▸ TEKS YANG DISEDIAKAN:

◇ ◇ ◇ ◇ ◇ ◇ ◇

PENDAHULUAN
Dalam sektor industri, kopi dikelompokkan sebagai bahan baku minuman penyegar ringan [mild stimulant]. Kopi mengandung kafein, suatu jenis senyawa kimia yang bisa memberikan efek fisiologik dan psikologik terhadap beberapa organ tubuh, antara lain, pada susunan syaraf pusat otak. Efek tersebut terlihat dari penurunan rasa kantuk, diiringi dengan peningkatkan daya tangkap panca indera serta percepatan daya pikir. Kafein juga menambah laju metabolisme konversi energi dalam tubuh dan mengurangi rasa lelah.
Kebiasaan minum kopi sangat lekat dengan kehidupan manusia sejak berabad-abad yang lalu. Setiap tiga orang di dunia ini terdapat seorang di antaranya sebagai peminum kopi. Sehingga, kopi telah menjadi bisnis yang menggiurkan dan menduduki peringkat kedua sebagai komoditas yang paling banyak diperdagangkan setelah minyak bumi. Pada era industrialisasi ini, kopi telah dimanfaatkan secara luas sebagai bahan baku berbagai jenis minuman yang memiliki nilai ekonomis tinggi [Gambar 1].

◇ ◇ ◇ ◇ ◇ ◇ ◇

▸ DATA TERCATAT:
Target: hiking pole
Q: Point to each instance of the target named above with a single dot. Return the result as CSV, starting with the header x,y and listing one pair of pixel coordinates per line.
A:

◇ ◇ ◇ ◇ ◇ ◇ ◇

▸ SOAL: Bisakah Anda menyalin ulang seluruh teks tentang kopi di atas tanpa mengubah satu kata atau tanda baca pun?

▸ JAWABAN LENGKAP:
PENDAHULUAN
Dalam sektor industri, kopi dikelompokkan sebagai bahan baku minuman penyegar ringan [mild stimulant]. Kopi mengandung kafein, suatu jenis senyawa kimia yang bisa memberikan efek fisiologik dan psikologik terhadap beberapa organ tubuh, antara lain, pada susunan syaraf pusat otak. Efek tersebut terlihat dari penurunan rasa kantuk, diiringi dengan peningkatkan daya tangkap panca indera serta percepatan daya pikir. Kafein juga menambah laju metabolisme konversi energi dalam tubuh dan mengurangi rasa lelah.
Kebiasaan minum kopi sangat lekat dengan kehidupan manusia sejak berabad-abad yang lalu. Setiap tiga orang di dunia ini terdapat seorang di antaranya sebagai peminum kopi. Sehingga, kopi telah menjadi bisnis yang menggiurkan dan menduduki peringkat kedua sebagai komoditas yang paling banyak diperdagangkan setelah minyak bumi. Pada era industrialisasi ini, kopi telah dimanfaatkan secara luas sebagai bahan baku berbagai jenis minuman yang memiliki nilai ekonomis tinggi [Gambar 1].